SHORT EXERCISE: Copy out the part of the Norwich train post starting at "Obviously I was" and ending at "that whole trip.", swapping "notepad" for "notebook".

READING PASSAGE:
※ ※ ※

Thursday 4 February 2021

Notes from Another Time

One of the longest direct train routes from Lime Street is the service to Norwich.  Departing every hour, the train crosses the width of the country, heading from the north west to East Anglia and calling at the likes of Manchester, Sheffield and Nottingham on the way.  Like all travel that doesn't involve heading towards London in the UK, it's a slow, meandering route that doesn't seem to know if it's an intercity or a local.  The trains are diesels, because much of the route isn't electrified, and there's nothing fancy like a shop on board.  

Obviously I was going to have to take this train sometime, and I finally did on the 23rd June 2016.  If that doesn't ring a bell, first of all, lucky you; secondly, it was the date of the Brexit referendum.  I voted in the morning then trotted off to Lime Street, not realising that it was the last day of Britain being a relatively normal country.  I was getting the East Midlands Trains (not Railway then) service and I was going to take copious notes.  In fact, my notepad is basically a constant stream of observations for the journey, six hours of scribbling, twenty-one pages of tiny writing, which I'm now going to reproduce here.  I've tidied it up a bit, removed the spelling mistakes and the odd name, but otherwise, this is what happened to me and what I was thinking for that whole trip.


LIVERPOOL TO NORWICH - 23rd June 2016.


10:45.  Primed and ready to pounce at the button.  Surrounded by pensioners in bright florals and polka dots eyeing me shiftily.  They're worried I'm going to take their seat, I can tell.  They've got that hopping anxiety, side-eyes to watch me in case I try to get ahead of them.  My relative youth means I win out though, because my eyes are good enough to spot when the button lights up, despite the bright sunlight.  I'm in there, pushing ahead of them while they're still gathering up cases.

My seat is a table; I don't normally like tables when I'm travelling alone.  I'm always worried I'm going to end up surrounded by teenagers, or worse, chatty people.  People who want to make friends.  People who think a five hour train journey is a chance to mingle.  Sod that.  I want to sit in silence with a podcast in my ears.  My reserved seat is facing backwards, which is annoying.  I unload a packet of crisps and a Coke Zero for the trip, storing the rest of my lunch under the seat.  

A tiny Asian woman, barely five feet tall, hesitates by my table.  She puts down her big leather handbag, brown, with a jacket poking out the top, then picks it up again and wanders off.  Soon she's back.  She sits down uncertainly.

"Is this the Norwich train?"

"Yes," I say, and she thanks me and goes back to looking a bit anxious.  Now I'm anxious too, worrying that maybe this isn't the Norwich train, and now this poor lady and I are going to end up in Carlisle together.

※ ※ ※

RECORDED INFORMATION:

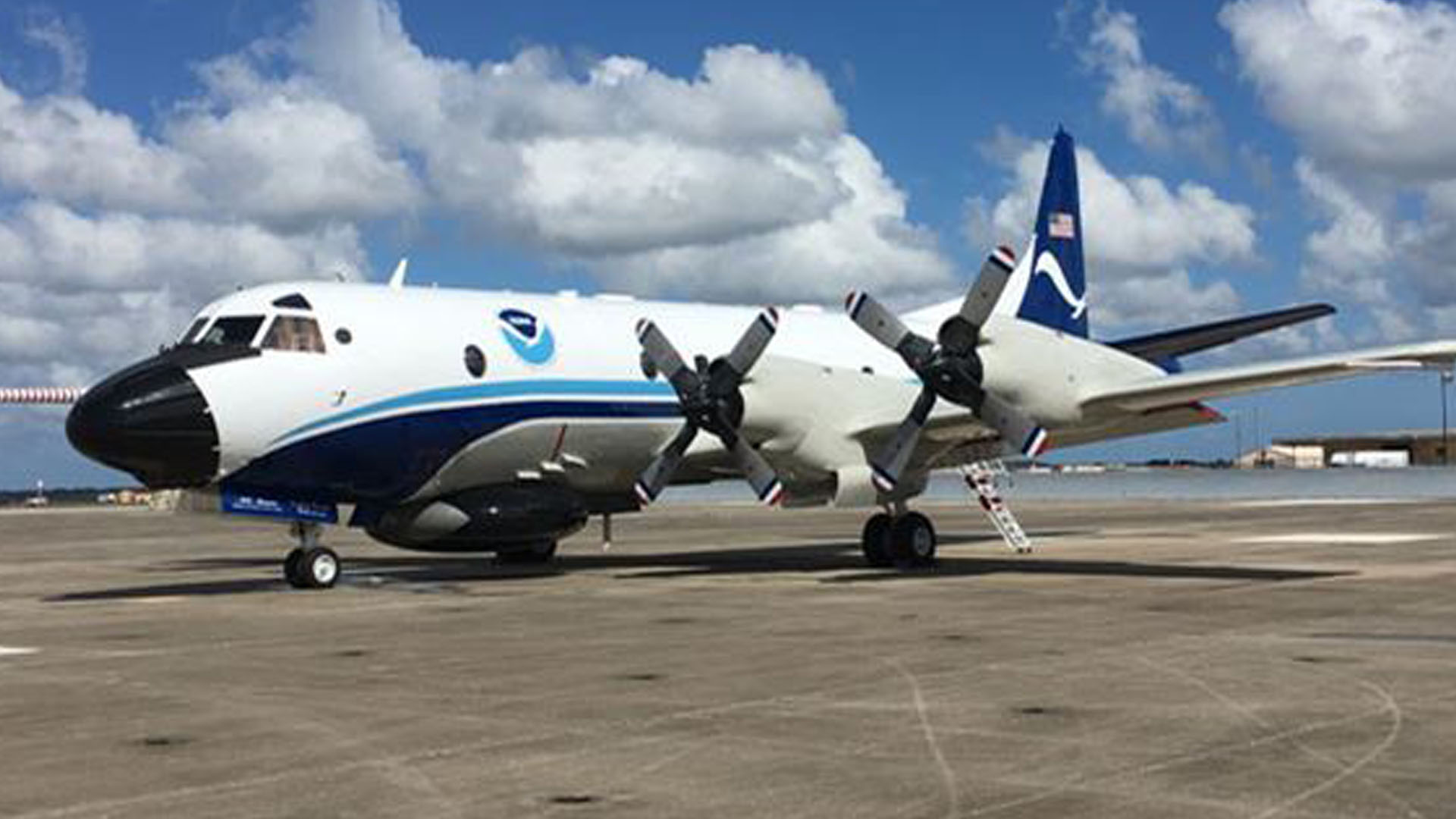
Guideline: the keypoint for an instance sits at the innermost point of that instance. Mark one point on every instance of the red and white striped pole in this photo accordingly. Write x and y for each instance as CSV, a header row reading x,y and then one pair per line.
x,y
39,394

※ ※ ※

SOLUTION FOR THIS TASK:
Obviously I was going to have to take this train sometime, and I finally did on the 23rd June 2016.  If that doesn't ring a bell, first of all, lucky you; secondly, it was the date of the Brexit referendum.  I voted in the morning then trotted off to Lime Street, not realising that it was the last day of Britain being a relatively normal country.  I was getting the East Midlands Trains (not Railway then) service and I was going to take copious notes.  In fact, my notebook is basically a constant stream of observations for the journey, six hours of scribbling, twenty-one pages of tiny writing, which I'm now going to reproduce here.  I've tidied it up a bit, removed the spelling mistakes and the odd name, but otherwise, this is what happened to me and what I was thinking for that whole trip.